◆ Do wykonania: Przedstaw jako listę JSON napisów poniższe wpisy, zaczynając od wiersza z „Q: Pick out each instance of the yellow line” i kończąc na wierszu z „(1161, 150)” włącznie. Każdy wiersz ma być osobnym napisem, a puste wiersze pomiń.

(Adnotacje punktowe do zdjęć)
===============

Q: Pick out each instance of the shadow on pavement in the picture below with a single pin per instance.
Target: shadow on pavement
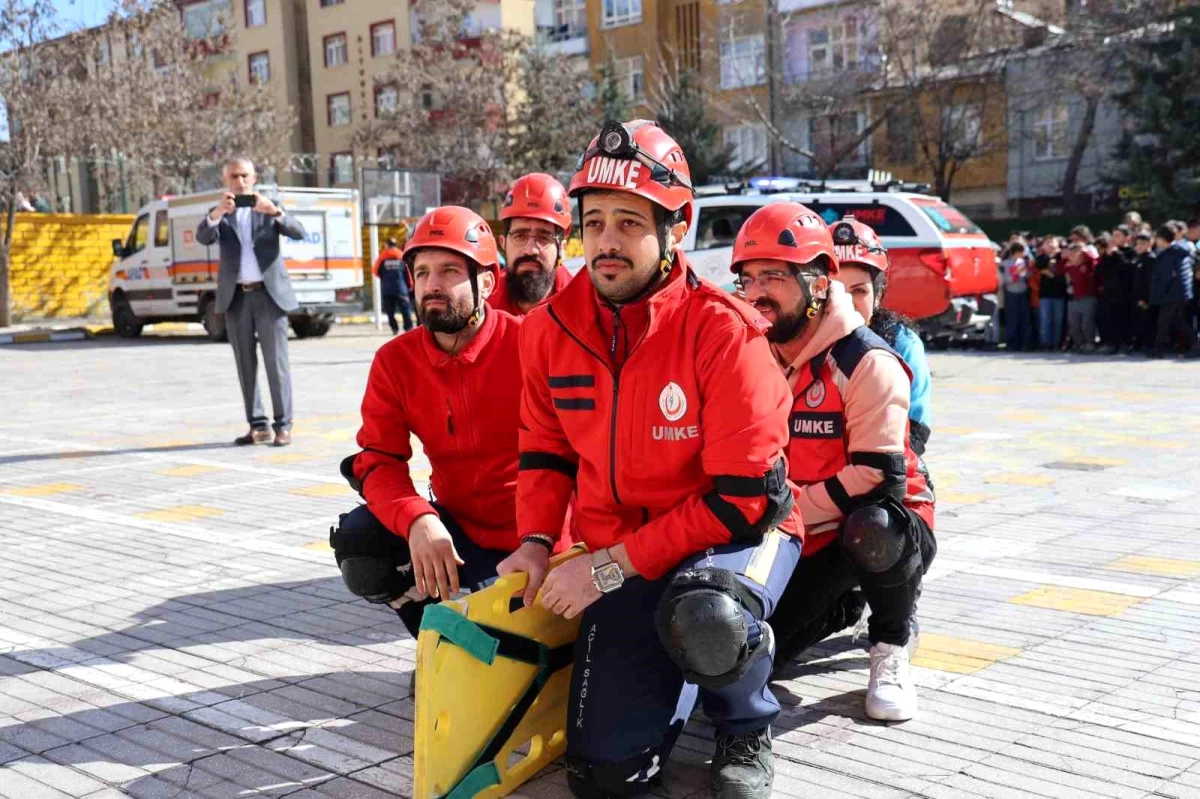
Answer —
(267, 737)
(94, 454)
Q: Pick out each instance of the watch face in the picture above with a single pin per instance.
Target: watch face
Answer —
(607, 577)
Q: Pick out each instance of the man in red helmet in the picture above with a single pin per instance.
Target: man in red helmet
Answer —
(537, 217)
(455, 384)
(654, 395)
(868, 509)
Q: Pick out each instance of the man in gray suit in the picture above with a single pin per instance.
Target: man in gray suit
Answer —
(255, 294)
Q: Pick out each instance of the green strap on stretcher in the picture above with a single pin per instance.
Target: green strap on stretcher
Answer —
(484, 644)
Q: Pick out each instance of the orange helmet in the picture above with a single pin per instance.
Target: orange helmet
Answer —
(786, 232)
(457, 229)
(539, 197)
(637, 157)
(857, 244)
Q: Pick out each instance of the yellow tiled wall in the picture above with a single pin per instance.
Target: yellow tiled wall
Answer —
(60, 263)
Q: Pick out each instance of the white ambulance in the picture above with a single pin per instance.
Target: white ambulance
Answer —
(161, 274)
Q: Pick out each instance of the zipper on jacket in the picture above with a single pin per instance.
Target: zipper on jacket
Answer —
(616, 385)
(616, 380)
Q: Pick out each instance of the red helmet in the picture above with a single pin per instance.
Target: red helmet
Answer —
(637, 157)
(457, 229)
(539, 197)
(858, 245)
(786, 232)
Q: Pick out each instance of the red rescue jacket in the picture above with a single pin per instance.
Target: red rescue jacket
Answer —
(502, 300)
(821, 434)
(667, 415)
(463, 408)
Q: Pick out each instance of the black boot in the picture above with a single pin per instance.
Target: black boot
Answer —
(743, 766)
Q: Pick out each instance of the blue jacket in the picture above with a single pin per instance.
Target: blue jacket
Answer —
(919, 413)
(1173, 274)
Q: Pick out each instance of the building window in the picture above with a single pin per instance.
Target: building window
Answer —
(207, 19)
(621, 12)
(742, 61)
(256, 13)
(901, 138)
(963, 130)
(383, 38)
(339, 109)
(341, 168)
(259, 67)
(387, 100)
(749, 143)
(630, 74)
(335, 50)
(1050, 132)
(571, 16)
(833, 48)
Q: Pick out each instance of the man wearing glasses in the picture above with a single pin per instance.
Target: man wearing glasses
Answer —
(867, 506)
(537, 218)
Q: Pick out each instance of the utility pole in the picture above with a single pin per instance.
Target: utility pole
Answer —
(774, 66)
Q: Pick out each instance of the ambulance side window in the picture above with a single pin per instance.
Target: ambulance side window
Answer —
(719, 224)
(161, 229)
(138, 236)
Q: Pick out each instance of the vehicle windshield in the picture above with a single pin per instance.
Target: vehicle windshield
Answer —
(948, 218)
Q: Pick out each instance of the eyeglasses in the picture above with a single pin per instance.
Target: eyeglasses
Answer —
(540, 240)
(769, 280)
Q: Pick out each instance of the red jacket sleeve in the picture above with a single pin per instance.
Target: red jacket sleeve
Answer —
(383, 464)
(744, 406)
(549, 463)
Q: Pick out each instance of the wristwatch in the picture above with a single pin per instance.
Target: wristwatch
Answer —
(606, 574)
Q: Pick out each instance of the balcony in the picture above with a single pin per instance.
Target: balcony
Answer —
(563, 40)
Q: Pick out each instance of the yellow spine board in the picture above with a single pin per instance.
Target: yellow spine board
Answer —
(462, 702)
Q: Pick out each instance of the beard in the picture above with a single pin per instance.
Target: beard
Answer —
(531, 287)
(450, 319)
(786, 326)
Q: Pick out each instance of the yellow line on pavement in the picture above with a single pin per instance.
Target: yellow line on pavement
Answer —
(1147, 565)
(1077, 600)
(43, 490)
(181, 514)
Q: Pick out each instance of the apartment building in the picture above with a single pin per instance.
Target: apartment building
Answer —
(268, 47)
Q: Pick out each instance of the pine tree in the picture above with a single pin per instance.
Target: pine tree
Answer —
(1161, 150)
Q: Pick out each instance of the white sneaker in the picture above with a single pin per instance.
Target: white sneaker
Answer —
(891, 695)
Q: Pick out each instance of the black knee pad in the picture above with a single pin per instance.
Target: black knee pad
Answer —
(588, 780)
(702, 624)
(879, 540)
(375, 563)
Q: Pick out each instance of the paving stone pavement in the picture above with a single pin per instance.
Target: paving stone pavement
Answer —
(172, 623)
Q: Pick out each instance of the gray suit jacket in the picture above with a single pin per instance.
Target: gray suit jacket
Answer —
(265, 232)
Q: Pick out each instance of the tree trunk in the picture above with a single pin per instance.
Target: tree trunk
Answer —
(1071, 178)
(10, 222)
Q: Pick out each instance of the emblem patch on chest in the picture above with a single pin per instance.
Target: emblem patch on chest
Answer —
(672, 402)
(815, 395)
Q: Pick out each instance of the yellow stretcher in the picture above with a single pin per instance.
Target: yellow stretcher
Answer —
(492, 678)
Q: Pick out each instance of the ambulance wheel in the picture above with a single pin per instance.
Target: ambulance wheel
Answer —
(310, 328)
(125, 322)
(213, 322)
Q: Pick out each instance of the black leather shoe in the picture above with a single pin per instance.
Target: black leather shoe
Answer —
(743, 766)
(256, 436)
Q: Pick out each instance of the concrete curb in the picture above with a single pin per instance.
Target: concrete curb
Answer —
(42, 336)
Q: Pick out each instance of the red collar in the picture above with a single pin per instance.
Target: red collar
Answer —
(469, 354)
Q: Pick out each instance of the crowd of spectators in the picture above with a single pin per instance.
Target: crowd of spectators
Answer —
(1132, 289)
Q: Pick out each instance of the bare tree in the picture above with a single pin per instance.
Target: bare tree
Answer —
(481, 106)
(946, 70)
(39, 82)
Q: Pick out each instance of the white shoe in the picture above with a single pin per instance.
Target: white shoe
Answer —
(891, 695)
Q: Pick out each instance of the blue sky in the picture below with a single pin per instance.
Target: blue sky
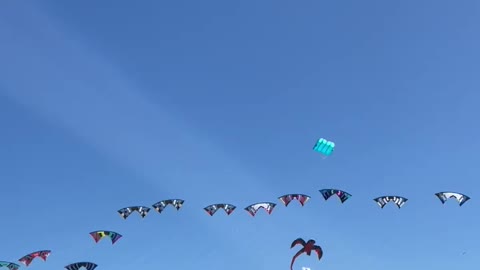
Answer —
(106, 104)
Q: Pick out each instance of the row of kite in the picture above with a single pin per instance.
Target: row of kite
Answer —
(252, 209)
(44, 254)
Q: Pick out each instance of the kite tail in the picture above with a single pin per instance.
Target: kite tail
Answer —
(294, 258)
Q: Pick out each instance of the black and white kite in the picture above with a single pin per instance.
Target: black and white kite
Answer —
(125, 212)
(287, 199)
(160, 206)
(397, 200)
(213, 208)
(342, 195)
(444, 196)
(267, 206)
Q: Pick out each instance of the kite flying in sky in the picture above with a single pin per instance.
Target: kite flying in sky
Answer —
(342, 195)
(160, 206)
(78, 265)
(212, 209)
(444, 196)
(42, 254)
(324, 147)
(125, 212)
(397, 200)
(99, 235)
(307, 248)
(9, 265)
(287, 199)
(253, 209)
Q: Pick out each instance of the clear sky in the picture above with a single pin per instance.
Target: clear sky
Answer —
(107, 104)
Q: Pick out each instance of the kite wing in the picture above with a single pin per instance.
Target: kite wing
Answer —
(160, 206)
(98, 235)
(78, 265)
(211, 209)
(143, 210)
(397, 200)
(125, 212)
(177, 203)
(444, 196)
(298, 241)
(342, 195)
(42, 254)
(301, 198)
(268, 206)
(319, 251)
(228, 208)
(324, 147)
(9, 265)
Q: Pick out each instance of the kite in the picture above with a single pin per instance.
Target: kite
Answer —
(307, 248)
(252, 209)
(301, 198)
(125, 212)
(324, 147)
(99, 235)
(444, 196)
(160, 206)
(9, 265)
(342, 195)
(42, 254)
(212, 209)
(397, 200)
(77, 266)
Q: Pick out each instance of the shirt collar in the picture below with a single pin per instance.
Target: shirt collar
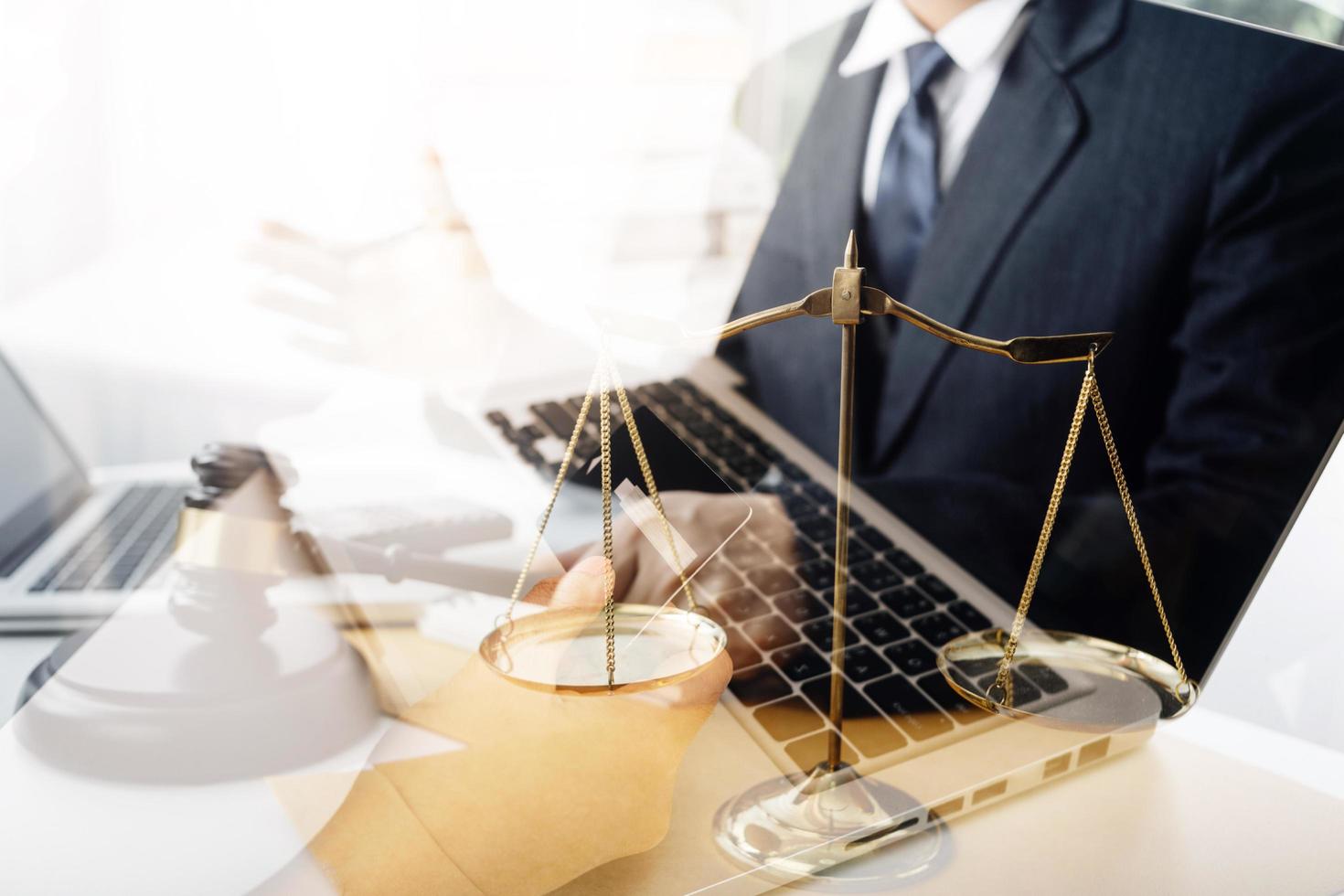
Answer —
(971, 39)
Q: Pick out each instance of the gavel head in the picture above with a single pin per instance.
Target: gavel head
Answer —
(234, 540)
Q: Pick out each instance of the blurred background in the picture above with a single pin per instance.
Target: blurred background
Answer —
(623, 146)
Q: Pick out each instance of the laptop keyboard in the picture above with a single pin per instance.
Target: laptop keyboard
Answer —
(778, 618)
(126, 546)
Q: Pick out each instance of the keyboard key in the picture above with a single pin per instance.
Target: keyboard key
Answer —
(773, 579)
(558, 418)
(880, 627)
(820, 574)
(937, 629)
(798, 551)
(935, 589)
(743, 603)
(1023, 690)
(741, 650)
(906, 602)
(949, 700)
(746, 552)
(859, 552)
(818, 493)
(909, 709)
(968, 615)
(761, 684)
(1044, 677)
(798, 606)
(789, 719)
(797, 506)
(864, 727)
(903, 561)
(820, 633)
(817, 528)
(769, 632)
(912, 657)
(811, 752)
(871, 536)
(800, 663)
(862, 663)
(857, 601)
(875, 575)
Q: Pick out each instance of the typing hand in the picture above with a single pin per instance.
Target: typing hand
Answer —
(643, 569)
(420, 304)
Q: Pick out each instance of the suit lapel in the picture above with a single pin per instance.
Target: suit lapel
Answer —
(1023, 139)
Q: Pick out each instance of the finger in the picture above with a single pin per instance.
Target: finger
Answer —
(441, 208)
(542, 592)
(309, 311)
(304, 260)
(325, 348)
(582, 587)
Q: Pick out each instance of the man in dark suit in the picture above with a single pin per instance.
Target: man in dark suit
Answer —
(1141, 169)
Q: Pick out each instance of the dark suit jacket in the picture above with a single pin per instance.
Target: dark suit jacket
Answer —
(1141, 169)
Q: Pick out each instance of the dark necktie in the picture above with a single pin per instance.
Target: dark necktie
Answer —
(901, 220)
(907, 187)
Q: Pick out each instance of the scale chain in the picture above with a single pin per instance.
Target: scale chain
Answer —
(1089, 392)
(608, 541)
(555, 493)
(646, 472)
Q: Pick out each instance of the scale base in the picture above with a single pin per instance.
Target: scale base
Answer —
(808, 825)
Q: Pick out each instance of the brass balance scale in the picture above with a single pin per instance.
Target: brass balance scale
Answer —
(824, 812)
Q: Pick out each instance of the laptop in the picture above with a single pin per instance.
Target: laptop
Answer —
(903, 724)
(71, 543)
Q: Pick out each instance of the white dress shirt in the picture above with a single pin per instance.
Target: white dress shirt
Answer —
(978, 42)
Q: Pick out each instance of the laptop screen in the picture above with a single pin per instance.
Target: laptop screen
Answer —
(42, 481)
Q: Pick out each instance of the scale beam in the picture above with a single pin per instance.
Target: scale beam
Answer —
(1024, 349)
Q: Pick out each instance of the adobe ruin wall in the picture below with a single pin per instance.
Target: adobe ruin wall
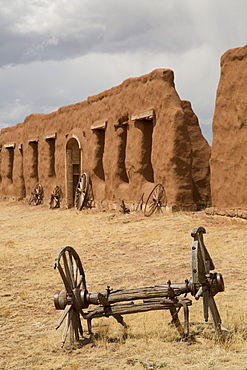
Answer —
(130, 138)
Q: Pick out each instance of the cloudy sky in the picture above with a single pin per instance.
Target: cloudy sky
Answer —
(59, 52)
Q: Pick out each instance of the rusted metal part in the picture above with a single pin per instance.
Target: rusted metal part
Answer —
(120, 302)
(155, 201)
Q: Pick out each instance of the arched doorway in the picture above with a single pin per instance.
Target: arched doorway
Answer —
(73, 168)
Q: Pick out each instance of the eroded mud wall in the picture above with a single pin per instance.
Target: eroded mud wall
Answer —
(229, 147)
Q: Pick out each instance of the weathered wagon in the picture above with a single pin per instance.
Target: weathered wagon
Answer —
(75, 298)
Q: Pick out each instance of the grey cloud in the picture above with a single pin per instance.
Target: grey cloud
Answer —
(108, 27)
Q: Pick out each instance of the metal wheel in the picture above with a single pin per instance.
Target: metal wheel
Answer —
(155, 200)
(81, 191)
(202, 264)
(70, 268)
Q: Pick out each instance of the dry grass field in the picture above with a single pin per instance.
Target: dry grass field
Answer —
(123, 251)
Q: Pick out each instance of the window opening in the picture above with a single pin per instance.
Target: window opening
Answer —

===============

◆ Wynik:
[
  "Q: Pick out each instance of the yellow line on pavement in the picture above with a single pin per instance.",
  "Target: yellow line on pavement",
  "Answer —",
  "(1147, 565)",
  "(1077, 600)",
  "(43, 490)",
  "(181, 514)",
  "Q: Pick out each instance of the apartment building in the picture above with a single pin per instance.",
  "Target: apartment building",
  "Answer —",
  "(268, 47)",
  "Q: Pick out each instance of the pine tree in the picture above with a single pin per instance.",
  "Target: pine tree",
  "Answer —",
  "(1161, 150)"
]